Packers typically function by expanding one or more elastomeric packer elements to fill any gaps between the production tube (or a through bore of the packer) and the wellbore (either cased or open). The packer element can be expanded either by “inflating” the elastomeric elements with pressurized fluid or by upsetting flexible elements through axial compression. Additionally, packers may also include anchor devices to “bite” into the tubing or wellbore in which they are to be set. Slips of the anchor mechanism are often set and ratcheted in place to prevent the packer from displacing axially up or down the bore once it is set. Irrespective of construction or the deployment method used, packers effectively create fluid seals between an inner tubular member and an outer tubular member.
Furthermore, packers can be constructed to be either retrievable or permanent. Retrievable packers are preferably constructed so they can be set or retrieved into or out of a borehole with special tools and procedures. In contrast, permanent packers are not so easily retrieved. Because of their design and intent for long-term emplacement, most “permanent” packers must be destructively cut to release them from the location in which they are installed. This cutting operation typically severs mechanical devices that engage the bore to make the packer's engagement therewith permanent. Because slips of packer anchors are typically configured with one-way ratchet profiles, they cannot be easily released once engaged. As such, a cutting operation will be undertaken to cut and disengage the slips of the anchor mechanism so the packer assembly can be retrieved.
Currently, operations to remove a permanent packer or anchor involve running of a cutter assembly downhole to the location of the device to be cut. Next, a chemical or mechanical cutter head is activated and severs the critical components of the device to be released. The cutter assembly is then retrieved (leaving the crippled packer or anchor behind) so that a retrieving, or fishing, apparatus could be run into the hole to remove the severed packer assembly. Because a minimum of two trips downhole is required, an operation using this procedure can take considerable time and cause significant delays in downhole operations. Furthermore, because the cut packer is left in place while the cutter assembly is retrieved from and the fishing assembly is run into the hole, there is a chance the packer can fall deeper into the wellbore. As such, it is desirable that the cutting operations to retrieve packers and other anchor components to run as quickly as possible. Any apparatus or methods to improve cutting and retrieval operations for anchored downhole components would be well received in the industry.
The deficiencies of the prior art are addressed by an apparatus to cut and release a downhole anchor. The apparatus preferably includes a housing deployed upon a string of tubing in a well bore, wherein the housing includes an engagement adapter at its distal end. The apparatus preferably includes a cutter assembly in a recessed position within the distal end of the housing. Preferably, the engagement adapter corresponds with an engagement profile of the downhole anchor. Preferably, the cutter assembly is configured to extend longitudinally from the recessed position to an extended position when the string of tubing is axially loaded. Preferably, the cutter assembly is configured to cut and release the downhole anchor when activated in the extended position. Preferably, the engagement adapter is configured to retain the downhole anchor and retrieve it from the well bore after the cutter assembly is activated. Preferably, the cutter assembly is positioned below the housing when in the extended position.

◆ **Data provided**:
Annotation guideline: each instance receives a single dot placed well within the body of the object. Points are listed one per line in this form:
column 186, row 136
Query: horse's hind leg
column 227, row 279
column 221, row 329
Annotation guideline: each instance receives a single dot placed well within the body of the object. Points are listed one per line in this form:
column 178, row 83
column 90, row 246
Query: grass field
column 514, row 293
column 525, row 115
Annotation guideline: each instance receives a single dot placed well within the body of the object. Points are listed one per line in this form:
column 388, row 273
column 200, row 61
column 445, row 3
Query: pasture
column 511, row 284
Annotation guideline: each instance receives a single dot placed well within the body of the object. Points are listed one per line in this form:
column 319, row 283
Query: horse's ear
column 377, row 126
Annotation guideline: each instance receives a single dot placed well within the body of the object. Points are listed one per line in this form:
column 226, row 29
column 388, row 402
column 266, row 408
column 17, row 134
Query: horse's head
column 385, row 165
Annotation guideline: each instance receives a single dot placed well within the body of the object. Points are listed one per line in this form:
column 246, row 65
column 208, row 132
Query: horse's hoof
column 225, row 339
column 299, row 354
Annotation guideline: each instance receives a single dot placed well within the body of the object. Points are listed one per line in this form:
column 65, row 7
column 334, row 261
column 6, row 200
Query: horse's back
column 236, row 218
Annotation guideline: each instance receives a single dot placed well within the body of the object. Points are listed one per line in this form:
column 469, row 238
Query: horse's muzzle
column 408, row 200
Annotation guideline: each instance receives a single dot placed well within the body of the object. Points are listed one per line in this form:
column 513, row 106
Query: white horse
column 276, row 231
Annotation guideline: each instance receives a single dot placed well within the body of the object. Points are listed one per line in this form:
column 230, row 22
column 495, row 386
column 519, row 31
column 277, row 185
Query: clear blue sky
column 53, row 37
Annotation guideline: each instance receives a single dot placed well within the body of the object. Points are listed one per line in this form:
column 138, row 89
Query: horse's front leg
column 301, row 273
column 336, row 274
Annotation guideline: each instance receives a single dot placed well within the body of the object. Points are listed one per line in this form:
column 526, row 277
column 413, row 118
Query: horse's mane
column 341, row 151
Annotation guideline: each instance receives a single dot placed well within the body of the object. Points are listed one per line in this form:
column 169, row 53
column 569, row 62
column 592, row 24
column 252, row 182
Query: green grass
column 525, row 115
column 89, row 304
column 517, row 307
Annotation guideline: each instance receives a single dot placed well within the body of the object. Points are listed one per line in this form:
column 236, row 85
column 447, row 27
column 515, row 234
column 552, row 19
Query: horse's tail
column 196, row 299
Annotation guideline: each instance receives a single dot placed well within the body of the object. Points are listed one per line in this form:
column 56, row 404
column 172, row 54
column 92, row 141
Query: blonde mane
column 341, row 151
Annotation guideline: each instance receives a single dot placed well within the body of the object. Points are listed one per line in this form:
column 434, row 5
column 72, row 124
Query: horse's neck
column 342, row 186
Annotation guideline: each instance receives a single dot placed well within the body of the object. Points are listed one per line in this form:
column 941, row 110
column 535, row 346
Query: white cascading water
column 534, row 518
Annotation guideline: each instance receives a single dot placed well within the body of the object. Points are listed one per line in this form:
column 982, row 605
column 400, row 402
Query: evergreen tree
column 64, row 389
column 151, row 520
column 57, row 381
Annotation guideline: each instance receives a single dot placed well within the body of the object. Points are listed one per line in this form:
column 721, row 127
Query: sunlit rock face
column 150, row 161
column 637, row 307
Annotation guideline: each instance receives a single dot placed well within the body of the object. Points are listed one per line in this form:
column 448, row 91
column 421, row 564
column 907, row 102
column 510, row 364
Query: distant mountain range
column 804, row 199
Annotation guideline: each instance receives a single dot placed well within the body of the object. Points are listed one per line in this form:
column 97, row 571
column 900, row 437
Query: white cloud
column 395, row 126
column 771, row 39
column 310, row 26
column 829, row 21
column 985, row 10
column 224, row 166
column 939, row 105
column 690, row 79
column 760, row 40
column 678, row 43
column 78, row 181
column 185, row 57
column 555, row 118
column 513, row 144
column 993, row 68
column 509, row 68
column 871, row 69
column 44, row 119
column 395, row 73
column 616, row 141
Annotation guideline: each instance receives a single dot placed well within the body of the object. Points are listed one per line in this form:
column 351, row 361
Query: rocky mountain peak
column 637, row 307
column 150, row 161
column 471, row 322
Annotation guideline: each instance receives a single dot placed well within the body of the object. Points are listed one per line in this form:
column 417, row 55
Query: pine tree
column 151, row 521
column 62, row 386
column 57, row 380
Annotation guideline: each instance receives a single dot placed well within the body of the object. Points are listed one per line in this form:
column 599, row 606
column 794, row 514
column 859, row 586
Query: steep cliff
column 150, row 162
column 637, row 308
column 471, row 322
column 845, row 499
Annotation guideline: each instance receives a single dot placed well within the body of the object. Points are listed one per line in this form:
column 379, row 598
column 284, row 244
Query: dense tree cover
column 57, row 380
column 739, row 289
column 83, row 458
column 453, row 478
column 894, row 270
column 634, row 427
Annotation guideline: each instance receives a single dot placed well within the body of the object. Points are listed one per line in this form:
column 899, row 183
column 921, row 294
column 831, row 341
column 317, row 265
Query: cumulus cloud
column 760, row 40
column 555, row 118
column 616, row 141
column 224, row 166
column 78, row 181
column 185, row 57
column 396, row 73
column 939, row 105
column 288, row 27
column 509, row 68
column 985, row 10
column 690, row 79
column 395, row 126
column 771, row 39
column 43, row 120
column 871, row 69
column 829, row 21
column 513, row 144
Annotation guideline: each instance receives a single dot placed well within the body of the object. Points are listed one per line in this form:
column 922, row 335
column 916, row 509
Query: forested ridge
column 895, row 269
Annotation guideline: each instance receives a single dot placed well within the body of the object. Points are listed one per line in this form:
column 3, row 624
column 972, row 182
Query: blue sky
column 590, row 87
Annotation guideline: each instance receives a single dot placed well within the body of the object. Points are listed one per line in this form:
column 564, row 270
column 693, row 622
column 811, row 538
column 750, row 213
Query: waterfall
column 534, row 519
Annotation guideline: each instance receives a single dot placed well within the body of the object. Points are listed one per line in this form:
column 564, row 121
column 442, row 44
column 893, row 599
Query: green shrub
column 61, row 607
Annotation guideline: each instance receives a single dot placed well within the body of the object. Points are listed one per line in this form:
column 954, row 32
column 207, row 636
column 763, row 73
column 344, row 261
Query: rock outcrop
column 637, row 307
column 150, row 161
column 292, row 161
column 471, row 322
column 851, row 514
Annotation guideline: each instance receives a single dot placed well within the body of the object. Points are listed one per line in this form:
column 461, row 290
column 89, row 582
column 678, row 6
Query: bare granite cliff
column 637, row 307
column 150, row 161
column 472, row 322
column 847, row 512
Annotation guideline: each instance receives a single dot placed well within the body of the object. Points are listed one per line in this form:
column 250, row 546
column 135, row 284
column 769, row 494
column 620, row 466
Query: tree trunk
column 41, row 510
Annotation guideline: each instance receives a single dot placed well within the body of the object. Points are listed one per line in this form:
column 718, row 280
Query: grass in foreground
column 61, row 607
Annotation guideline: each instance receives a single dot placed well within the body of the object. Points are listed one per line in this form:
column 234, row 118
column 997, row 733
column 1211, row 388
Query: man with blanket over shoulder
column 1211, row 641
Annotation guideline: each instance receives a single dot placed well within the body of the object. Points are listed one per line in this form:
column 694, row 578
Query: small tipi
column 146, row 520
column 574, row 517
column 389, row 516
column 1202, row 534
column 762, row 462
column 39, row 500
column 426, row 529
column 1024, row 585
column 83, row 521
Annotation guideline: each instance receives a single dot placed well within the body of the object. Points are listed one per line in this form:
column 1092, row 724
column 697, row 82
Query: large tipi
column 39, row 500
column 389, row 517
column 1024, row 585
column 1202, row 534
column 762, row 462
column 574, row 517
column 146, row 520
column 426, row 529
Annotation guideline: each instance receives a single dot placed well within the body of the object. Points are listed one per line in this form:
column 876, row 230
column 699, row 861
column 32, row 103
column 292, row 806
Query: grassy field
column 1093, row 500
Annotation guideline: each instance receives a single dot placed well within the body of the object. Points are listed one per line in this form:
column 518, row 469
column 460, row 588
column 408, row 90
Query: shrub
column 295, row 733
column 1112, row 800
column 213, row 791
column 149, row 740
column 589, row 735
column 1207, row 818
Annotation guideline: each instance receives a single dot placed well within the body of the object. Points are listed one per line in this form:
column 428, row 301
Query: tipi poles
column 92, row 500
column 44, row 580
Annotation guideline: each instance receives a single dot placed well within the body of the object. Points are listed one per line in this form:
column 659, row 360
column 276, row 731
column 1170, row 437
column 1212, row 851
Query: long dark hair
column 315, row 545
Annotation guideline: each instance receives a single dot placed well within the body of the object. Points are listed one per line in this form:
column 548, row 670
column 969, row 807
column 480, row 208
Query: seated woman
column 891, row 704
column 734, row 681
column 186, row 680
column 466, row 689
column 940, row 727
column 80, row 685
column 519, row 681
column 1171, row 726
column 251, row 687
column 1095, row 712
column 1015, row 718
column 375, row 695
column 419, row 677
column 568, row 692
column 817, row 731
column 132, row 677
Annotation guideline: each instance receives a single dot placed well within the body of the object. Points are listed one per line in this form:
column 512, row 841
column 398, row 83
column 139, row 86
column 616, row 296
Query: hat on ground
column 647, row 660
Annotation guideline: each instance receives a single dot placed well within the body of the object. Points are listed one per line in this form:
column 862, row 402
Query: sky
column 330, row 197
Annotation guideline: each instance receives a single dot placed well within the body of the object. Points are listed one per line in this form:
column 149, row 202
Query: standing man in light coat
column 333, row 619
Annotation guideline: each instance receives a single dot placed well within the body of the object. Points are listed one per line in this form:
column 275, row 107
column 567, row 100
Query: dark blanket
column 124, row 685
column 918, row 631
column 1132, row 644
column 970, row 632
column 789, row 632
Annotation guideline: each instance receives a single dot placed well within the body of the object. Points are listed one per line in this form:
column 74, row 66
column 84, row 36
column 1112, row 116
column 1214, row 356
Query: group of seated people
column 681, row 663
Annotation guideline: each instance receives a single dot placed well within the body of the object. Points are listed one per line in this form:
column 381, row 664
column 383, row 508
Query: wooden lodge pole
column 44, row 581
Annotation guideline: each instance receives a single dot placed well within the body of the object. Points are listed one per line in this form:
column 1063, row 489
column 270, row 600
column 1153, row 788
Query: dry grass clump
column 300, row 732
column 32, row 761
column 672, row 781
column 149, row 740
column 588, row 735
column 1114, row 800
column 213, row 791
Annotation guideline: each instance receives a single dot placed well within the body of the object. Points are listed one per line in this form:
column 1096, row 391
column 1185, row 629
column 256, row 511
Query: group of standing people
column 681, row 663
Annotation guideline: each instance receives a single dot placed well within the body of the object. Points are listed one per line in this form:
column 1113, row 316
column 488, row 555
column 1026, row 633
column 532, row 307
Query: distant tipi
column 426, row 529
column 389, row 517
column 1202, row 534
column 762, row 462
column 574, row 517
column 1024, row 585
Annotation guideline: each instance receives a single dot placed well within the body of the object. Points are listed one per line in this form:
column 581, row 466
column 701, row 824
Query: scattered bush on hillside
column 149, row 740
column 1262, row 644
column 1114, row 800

◆ **Questions to answer**:
1/ In the packer text, condense the paragraph that begins "Currently, operations to remove a permanent packer" into a bulleted list that keeps its main facts.
2/ Using the packer text, answer each question briefly:
(a) What are the two ways a packer element can be expanded?
(b) What feature of packer anchor slips prevents them from being easily released once engaged?
(c) Where is the cutter assembly positioned relative to the housing when it is in the extended position?
3/ Resume the packer text, starting after its final sentence.

◆ **Expected results**:
1/
- A cutter assembly is run downhole to the permanent packer or anchor.
- A chemical or mechanical cutter head is activated to sever the device's critical components.
- The cutter assembly is retrieved, leaving the crippled packer or anchor in place.
- A retrieving (fishing) apparatus is then run in to remove the severed packer assembly.
- At least two trips downhole are needed, which takes considerable time and delays downhole operations.
- While the cut packer is left in place, it may fall deeper into the wellbore.
- Faster cutting and retrieval of anchored downhole components is therefore desirable, and improvements would be welcomed by the industry.

2/
(a) By inflating the elastomeric elements with pressurized fluid, or by upsetting flexible elements through axial compression.
(b) They are typically configured with one-way ratchet profiles.
(c) Below the housing.

3/
The deficiencies of the prior art are also addressed in part by a method to remove an anchor device from a wellbore. The method preferably includes deploying a string of tubing down the wellbore to the anchor device, wherein the string of tubing has a housing having an engagement adapter and a recessed cutter at a distal end thereof The method preferably includes engaging the engagement adapter within an engagement profile of the anchor device. The method preferably includes extending the recessed cutter longitudinally below the housing. The method preferably includes activating the extended cutter and cutting the anchor device with the activated cutter. The method preferably includes retrieving the string of tubing from the well bore to remove the cut anchor device attached thereto.
The deficiencies of the prior art are also addressed in part by a cut and release tool to retrieve an engaged downhole anchor. The cut and release tool preferably includes a main body disposed at a distal end of a string of tubing disposed within a wellbore. The cut and release tool preferably includes an explosive cutter recessed within the string of tubing and within the main body and an engagement adapter connected to the main body and configured to securely engage with a corresponding profile of the downhole anchor. Preferably, the cutter is configured to longitudinally extend from a recessed position to an extended position when the string of tubing is axially loaded. Preferably, the explosive cutter is positioned below the main body when in the extended position. Preferably, the cutter is configured to cut and release the downhole anchor when detonated. Preferably, the threaded adapter is configured to retain the downhole anchor and retrieve it from the well bore after the cutter is detonated.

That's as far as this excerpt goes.